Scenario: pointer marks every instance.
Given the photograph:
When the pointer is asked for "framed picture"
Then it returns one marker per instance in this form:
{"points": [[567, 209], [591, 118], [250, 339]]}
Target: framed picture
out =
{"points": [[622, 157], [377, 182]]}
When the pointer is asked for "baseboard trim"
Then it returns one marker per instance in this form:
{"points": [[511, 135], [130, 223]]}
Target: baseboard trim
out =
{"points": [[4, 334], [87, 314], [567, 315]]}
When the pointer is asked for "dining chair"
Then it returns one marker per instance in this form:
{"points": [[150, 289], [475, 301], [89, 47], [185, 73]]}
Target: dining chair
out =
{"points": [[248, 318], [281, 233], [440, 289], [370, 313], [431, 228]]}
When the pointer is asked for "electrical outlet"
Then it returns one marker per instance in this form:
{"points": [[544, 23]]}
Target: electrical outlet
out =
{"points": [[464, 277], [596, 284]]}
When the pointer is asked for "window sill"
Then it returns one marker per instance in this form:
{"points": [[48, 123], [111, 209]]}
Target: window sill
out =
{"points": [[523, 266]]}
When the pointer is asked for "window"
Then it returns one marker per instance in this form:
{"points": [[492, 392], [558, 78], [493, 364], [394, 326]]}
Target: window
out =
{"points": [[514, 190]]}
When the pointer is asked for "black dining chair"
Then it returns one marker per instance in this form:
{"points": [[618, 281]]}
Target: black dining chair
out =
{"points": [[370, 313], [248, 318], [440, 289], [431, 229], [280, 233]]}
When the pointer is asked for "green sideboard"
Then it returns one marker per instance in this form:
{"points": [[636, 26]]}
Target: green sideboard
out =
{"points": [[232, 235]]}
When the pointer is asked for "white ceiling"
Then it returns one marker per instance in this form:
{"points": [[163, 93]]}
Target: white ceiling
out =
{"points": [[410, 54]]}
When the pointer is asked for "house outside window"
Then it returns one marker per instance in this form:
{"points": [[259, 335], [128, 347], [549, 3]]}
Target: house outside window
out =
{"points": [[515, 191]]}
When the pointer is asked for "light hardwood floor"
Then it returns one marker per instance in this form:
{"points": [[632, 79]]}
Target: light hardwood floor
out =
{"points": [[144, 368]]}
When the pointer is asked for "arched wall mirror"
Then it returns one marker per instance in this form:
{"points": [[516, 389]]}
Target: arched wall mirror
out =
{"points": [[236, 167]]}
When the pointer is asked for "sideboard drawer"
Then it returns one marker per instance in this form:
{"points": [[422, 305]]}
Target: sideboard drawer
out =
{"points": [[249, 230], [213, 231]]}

» **GIVEN EXERCISE**
How many lines in the items above contain the string "mirror", matching case exactly? Reply with the number alone.

» **TASK ANSWER**
2